### DATASET RECORDS

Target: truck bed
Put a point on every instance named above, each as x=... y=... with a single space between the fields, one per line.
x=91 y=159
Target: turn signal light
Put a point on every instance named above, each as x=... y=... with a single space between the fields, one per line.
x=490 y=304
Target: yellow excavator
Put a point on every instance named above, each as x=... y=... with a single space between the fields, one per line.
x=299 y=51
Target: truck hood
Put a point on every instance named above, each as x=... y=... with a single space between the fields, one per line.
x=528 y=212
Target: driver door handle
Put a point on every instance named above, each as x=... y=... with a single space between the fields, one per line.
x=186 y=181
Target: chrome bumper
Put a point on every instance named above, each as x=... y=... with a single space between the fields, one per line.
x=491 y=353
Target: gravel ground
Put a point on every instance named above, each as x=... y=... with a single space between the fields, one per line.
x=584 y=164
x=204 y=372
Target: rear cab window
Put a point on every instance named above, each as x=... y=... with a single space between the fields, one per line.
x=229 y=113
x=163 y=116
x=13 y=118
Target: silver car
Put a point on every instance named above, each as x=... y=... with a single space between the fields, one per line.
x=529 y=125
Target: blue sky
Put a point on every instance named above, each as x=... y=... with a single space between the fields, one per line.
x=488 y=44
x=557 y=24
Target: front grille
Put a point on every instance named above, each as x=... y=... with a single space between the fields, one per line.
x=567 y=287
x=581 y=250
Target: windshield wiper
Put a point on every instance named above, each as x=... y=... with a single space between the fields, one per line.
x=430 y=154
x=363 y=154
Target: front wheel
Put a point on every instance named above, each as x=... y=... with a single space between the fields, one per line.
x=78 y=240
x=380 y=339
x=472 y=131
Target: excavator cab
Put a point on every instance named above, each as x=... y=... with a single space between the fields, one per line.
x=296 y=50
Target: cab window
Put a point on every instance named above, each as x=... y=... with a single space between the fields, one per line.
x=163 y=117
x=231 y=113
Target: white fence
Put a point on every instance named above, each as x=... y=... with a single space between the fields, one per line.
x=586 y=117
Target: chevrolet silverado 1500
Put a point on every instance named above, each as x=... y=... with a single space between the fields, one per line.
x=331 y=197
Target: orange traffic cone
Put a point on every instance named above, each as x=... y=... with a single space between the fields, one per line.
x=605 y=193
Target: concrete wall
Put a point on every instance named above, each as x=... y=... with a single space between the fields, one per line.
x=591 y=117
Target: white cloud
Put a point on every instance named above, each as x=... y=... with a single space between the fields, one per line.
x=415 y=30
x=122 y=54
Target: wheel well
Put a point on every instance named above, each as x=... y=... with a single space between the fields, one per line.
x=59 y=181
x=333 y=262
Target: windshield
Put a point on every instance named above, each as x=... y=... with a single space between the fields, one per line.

######

TASK REQUIREMENTS
Each line of the records that holds the word "front" should be copied out.

WRITTEN ANSWER
Target: front grille
Target: front wheel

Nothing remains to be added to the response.